◆ **SUPPLIED INFORMATION**
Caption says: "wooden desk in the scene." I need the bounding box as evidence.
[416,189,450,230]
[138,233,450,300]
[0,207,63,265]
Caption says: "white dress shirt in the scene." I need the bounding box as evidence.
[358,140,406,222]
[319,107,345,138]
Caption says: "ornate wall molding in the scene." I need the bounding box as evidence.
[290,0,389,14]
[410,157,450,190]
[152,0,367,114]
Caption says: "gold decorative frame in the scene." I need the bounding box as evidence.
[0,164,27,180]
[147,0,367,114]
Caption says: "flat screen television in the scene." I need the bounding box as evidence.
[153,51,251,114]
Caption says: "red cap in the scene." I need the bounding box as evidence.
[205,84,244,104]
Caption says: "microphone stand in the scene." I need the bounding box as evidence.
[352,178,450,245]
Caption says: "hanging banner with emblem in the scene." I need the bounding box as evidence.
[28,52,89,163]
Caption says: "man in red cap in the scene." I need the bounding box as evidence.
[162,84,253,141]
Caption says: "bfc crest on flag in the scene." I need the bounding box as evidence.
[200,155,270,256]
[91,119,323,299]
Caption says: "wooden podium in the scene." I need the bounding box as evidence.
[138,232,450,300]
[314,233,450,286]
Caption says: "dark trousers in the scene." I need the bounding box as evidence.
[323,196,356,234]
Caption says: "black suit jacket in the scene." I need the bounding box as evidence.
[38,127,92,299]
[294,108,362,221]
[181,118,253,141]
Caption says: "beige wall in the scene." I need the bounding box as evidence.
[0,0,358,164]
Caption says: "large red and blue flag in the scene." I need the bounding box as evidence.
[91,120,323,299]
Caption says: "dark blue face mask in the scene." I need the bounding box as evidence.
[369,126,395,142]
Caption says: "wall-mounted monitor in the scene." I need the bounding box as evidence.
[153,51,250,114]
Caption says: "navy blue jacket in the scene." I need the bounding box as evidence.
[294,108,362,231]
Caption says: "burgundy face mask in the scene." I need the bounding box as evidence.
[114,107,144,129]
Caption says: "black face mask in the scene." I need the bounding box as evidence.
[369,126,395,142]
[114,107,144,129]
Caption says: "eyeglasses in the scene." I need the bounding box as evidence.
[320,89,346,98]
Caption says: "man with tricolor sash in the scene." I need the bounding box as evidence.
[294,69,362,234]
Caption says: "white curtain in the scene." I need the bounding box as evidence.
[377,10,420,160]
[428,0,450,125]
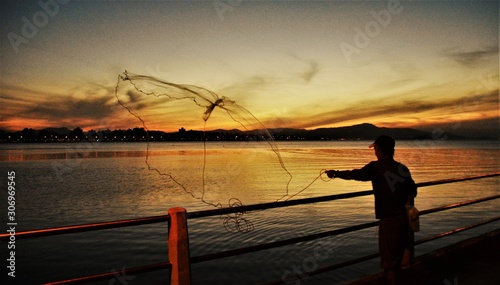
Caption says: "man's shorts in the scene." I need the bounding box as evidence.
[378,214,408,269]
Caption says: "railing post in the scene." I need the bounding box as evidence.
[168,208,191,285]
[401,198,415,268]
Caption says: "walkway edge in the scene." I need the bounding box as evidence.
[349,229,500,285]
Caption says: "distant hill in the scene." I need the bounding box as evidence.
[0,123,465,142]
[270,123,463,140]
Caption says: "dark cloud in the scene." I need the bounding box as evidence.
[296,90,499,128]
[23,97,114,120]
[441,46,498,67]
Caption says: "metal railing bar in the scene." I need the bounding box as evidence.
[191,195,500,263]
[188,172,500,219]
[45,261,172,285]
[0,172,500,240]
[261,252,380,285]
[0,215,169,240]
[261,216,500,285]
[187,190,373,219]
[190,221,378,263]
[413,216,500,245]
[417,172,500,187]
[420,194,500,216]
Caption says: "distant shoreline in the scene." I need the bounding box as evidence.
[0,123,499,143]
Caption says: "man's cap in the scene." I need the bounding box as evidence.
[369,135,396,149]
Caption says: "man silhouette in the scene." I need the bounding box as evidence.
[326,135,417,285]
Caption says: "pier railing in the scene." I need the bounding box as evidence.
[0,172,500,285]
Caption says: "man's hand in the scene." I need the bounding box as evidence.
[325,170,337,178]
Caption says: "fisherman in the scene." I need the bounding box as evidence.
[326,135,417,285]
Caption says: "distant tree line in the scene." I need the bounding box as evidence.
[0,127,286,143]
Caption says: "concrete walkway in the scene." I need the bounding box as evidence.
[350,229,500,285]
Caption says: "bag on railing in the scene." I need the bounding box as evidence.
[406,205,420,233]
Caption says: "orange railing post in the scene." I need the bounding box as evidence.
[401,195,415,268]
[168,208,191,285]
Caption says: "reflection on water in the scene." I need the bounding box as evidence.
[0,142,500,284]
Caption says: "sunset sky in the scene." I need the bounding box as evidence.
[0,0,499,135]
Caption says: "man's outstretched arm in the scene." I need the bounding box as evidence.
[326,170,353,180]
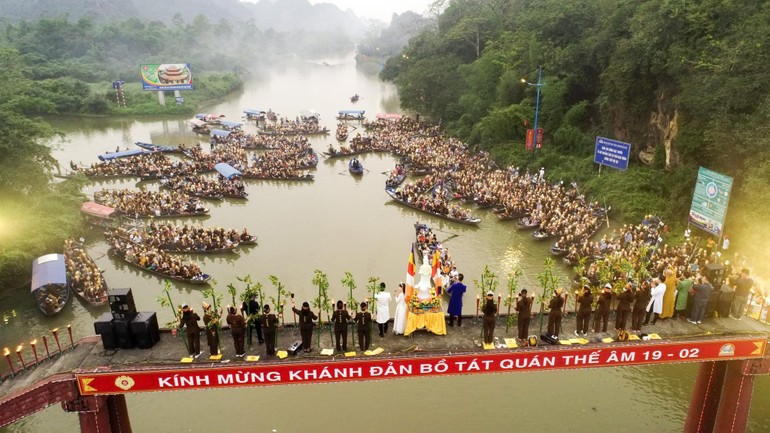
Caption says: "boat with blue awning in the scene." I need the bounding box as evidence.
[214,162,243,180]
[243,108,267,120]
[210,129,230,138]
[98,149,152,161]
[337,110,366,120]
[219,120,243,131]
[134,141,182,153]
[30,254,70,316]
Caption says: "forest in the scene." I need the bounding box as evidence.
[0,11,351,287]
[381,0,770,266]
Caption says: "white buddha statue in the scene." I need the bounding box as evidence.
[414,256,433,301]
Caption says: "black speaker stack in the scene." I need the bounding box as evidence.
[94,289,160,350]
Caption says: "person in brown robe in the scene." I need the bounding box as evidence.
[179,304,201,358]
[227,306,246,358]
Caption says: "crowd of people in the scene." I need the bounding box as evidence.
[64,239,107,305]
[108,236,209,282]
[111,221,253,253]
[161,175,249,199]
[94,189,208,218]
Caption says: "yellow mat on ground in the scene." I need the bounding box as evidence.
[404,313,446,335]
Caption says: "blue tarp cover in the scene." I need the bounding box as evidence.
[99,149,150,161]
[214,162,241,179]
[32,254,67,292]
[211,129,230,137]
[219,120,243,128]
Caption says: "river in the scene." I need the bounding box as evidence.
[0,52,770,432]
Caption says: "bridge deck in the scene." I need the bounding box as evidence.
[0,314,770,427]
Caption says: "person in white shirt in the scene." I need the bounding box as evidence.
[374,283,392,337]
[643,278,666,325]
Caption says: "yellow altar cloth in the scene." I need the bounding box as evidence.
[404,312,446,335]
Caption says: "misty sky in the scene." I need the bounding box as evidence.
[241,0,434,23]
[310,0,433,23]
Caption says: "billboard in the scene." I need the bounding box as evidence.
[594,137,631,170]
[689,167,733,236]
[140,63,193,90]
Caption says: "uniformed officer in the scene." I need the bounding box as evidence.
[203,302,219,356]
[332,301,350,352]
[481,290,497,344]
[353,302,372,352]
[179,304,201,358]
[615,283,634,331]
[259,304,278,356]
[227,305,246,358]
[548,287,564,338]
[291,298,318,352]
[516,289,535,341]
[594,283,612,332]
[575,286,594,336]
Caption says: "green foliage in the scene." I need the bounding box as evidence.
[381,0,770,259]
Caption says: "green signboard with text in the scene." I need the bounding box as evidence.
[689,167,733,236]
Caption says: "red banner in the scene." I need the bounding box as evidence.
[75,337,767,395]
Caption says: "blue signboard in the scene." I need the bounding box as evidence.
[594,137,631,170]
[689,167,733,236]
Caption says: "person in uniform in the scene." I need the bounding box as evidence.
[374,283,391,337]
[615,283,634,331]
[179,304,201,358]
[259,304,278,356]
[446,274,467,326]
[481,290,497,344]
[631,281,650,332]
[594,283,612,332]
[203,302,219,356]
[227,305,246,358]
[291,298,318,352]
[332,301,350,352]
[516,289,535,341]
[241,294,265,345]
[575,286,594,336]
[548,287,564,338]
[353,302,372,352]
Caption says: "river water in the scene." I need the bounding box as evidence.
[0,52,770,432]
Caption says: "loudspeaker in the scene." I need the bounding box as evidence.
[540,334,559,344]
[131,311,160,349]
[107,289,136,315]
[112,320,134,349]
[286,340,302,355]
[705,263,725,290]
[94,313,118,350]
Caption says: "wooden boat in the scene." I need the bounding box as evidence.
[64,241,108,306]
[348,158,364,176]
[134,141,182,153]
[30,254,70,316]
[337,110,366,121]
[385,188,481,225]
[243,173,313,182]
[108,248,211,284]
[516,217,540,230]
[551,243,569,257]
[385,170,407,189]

* * *

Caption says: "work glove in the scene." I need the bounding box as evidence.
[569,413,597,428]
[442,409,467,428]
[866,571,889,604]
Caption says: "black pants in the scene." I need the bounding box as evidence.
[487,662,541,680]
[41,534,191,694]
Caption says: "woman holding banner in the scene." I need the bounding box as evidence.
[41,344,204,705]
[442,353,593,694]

◆ **EXERCISE DETAILS**
Reproduce every line starting at the one containing "stand in the" and ending at the one containing "[162,84,253,141]". Multiply each bounding box coordinate in them by 0.85 and round to whole numbers, rounding halves up.

◆ **SOLUTION TO THIS PROBLEM**
Caption says: "microphone stand in the scene." I need the bounding box as evidence.
[299,151,383,208]
Caption says: "hanging banner with emblem in the scene." I need the bounding box as evidence.
[24,44,76,139]
Caption says: "man in red cap in the scene." I need the bounding box as evidence.
[138,71,215,120]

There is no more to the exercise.